══ SUPPLIED MATERIAL ══

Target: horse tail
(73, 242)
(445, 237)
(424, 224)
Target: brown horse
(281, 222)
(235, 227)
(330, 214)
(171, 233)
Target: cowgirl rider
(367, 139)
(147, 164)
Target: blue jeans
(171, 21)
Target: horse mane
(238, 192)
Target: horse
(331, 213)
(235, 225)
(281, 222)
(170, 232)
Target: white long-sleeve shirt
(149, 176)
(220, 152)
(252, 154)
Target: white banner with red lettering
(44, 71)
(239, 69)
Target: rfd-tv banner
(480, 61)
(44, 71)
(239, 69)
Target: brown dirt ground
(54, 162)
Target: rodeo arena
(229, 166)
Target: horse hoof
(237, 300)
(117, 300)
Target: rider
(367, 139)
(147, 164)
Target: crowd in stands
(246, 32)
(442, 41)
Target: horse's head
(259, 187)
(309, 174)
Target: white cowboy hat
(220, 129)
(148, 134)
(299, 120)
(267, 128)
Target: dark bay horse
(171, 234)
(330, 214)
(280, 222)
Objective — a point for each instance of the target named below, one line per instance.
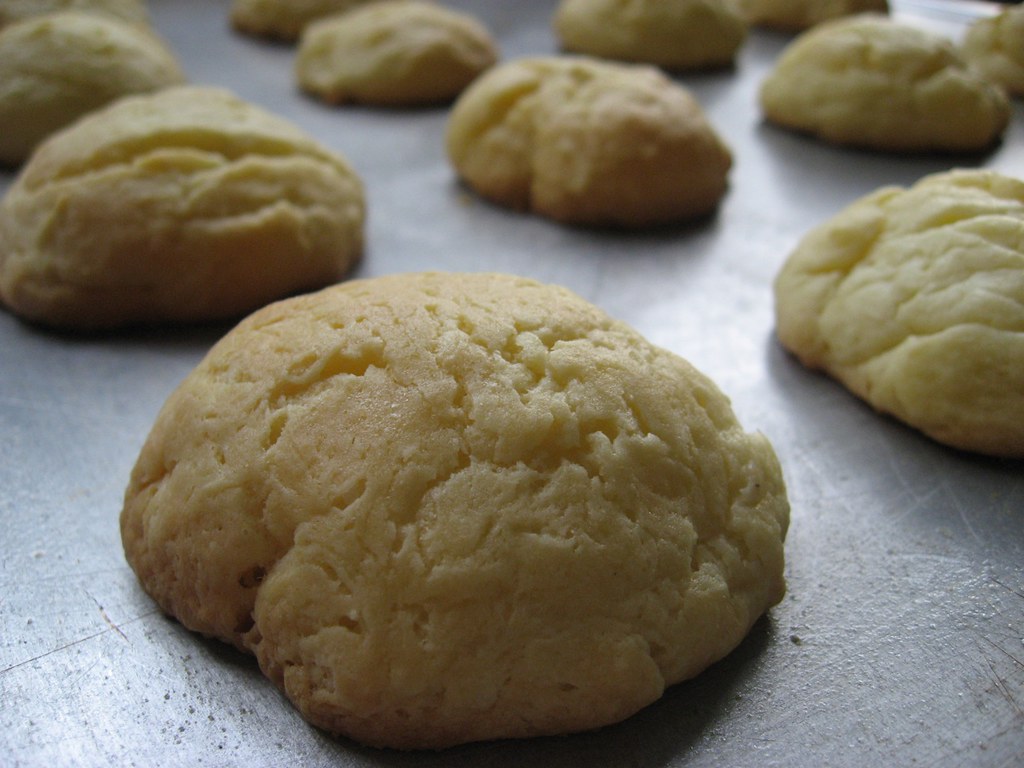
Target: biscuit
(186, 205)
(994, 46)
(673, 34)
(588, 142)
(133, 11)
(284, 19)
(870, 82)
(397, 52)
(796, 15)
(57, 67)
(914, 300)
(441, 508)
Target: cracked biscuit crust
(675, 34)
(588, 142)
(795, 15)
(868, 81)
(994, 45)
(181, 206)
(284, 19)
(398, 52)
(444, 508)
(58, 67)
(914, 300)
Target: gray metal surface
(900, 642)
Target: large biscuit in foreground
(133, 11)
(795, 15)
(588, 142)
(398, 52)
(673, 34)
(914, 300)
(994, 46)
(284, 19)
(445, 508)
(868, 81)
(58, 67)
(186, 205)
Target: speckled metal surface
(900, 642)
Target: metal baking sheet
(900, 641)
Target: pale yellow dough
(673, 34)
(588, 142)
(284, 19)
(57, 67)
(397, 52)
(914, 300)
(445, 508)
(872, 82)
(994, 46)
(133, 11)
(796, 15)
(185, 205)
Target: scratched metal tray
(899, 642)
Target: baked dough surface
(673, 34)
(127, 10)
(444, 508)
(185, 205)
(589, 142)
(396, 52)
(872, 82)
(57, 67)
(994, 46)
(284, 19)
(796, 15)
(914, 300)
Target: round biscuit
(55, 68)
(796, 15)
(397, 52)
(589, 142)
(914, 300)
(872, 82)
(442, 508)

═══
══ SUPPLIED MATERIAL ══

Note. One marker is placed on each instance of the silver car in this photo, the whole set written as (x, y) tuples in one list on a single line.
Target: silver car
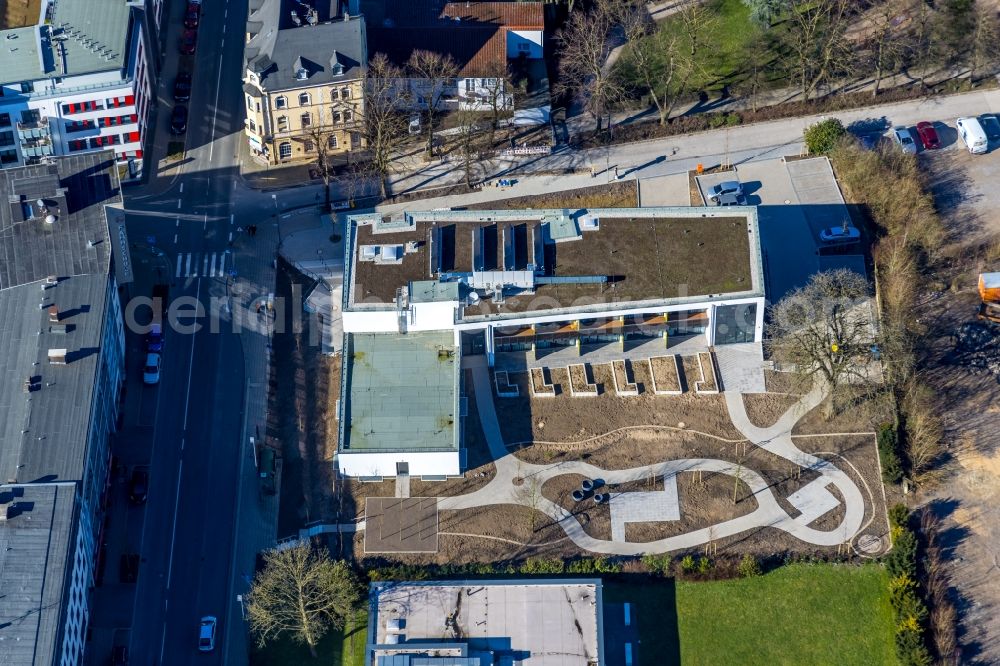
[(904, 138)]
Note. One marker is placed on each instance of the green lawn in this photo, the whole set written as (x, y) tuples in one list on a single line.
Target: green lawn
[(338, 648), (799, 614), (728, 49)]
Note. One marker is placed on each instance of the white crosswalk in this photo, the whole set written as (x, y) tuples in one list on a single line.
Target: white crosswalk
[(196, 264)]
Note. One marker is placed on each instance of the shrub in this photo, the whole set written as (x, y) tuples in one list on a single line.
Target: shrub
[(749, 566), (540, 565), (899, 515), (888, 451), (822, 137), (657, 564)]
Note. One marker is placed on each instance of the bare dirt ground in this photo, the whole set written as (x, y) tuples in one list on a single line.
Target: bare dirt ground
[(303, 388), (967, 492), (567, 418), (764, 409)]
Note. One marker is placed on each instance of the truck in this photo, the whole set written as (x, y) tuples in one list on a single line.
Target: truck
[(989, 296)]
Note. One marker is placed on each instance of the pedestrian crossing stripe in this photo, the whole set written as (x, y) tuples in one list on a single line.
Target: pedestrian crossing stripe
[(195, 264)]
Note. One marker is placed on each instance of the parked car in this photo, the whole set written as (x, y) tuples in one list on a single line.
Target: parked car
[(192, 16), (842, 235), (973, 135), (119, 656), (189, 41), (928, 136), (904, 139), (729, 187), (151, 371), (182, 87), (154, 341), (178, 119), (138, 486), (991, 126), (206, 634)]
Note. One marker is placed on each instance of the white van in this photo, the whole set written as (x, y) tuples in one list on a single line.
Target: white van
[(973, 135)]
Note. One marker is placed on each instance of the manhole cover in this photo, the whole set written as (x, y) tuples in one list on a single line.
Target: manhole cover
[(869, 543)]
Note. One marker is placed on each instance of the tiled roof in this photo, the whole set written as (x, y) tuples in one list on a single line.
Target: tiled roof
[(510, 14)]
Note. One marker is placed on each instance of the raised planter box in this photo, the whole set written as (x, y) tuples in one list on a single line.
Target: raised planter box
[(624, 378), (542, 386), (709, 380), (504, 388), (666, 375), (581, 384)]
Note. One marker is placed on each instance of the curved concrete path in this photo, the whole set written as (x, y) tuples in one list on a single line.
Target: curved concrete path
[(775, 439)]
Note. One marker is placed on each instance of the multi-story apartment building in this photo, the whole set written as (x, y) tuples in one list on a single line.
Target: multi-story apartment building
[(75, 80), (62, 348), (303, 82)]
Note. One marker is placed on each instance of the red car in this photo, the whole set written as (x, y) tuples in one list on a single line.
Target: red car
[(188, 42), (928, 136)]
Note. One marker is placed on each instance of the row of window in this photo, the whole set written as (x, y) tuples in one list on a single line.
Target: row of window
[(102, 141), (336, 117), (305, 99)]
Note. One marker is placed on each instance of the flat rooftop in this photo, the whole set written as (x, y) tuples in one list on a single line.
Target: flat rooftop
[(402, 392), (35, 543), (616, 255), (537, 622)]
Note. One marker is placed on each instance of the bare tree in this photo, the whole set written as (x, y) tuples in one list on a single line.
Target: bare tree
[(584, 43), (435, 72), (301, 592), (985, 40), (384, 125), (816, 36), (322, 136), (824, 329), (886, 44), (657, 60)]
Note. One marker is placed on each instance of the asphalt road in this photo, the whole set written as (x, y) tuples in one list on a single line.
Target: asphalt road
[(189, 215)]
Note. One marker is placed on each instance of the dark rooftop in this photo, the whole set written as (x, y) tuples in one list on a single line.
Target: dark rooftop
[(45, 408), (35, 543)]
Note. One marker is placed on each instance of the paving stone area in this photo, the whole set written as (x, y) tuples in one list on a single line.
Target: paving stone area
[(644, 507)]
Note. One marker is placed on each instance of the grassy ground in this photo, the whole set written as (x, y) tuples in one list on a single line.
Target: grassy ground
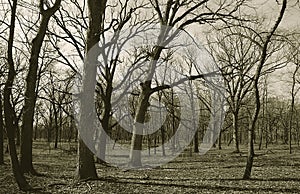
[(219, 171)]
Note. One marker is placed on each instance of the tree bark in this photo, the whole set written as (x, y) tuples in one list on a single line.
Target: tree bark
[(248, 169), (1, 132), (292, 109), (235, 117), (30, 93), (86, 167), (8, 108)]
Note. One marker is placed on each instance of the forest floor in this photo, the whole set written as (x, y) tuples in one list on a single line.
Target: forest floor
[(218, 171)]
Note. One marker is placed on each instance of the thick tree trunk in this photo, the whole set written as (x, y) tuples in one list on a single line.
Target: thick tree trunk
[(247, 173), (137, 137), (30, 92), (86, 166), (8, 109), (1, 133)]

═══
══ SUPPLIED MATERIAL ══

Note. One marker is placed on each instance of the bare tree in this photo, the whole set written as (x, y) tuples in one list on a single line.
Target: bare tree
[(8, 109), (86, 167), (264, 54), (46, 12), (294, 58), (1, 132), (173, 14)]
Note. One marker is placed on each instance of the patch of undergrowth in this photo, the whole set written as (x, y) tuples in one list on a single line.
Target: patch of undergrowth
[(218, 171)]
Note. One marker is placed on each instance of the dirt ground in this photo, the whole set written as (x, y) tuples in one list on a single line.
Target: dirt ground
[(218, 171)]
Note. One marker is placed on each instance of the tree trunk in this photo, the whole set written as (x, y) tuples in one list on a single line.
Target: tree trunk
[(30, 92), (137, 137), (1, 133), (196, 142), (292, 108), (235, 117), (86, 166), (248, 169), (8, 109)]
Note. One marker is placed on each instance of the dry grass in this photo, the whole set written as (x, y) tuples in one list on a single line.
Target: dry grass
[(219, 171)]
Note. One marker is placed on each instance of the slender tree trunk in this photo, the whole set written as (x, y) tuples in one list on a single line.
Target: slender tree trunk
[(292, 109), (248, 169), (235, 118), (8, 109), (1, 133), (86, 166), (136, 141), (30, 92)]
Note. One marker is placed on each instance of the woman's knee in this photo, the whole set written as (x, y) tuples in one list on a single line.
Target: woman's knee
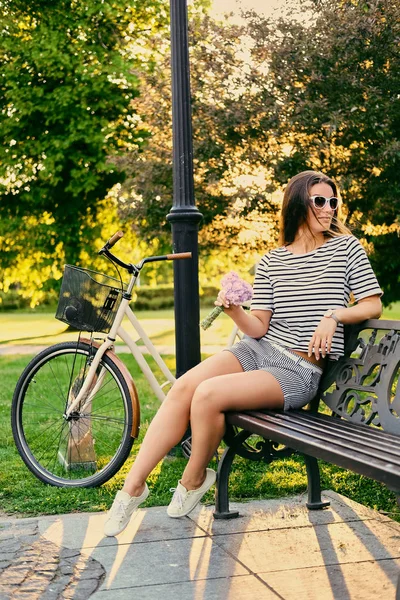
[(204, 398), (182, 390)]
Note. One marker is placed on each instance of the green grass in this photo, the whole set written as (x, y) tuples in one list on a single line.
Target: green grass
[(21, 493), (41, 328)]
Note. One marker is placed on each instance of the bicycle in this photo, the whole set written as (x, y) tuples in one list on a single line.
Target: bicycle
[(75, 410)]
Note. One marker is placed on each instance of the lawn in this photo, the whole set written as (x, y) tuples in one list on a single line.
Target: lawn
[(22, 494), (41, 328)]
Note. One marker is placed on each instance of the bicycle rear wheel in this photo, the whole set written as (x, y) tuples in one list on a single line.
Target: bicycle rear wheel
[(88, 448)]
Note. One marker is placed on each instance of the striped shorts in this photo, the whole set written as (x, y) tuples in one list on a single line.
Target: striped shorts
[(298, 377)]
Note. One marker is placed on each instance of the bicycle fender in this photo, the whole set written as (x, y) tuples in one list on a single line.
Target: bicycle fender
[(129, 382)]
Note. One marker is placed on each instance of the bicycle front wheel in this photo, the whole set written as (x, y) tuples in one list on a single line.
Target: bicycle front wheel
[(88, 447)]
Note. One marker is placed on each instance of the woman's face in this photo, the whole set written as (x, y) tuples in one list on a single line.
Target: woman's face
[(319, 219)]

═══

HOW TO COMPLETE THIS TASK: Reproduce only the lines above spanning from the line containing "Note. One marker is placed on each instance of the dark" through the line containing "Note. One marker is placed on each instance of the grassy", word for word.

PROBLEM SOLUTION:
Note. One marker is placed on each instance of the dark rooftop in this photo, the whole set written as (x, y) tuples in one list on a single line.
Target: dark rooftop
[(45, 408), (35, 543)]
Note. One marker is placed on each instance of the paving stone area in this photo, the whole set written as (x, y) tuples in one list on a single line.
Target: paving stone area
[(644, 507)]
Note. One marker is placed on each instance of the grassy ground in this photo, the whole set written as (x, y) tuples in one list on a single line.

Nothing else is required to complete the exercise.